=== Section Start ===

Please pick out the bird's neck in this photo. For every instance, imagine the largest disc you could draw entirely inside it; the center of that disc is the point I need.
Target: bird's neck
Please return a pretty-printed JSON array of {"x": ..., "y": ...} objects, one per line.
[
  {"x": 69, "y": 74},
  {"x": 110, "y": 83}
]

=== Section End ===

Whenever a line of the entries contains the string "bird", copy that line.

Please pick out the bird's neck in this photo. For every instance, imagine the largest disc you could draw entirely inside it; the center of that disc is the point I need.
Target: bird's neck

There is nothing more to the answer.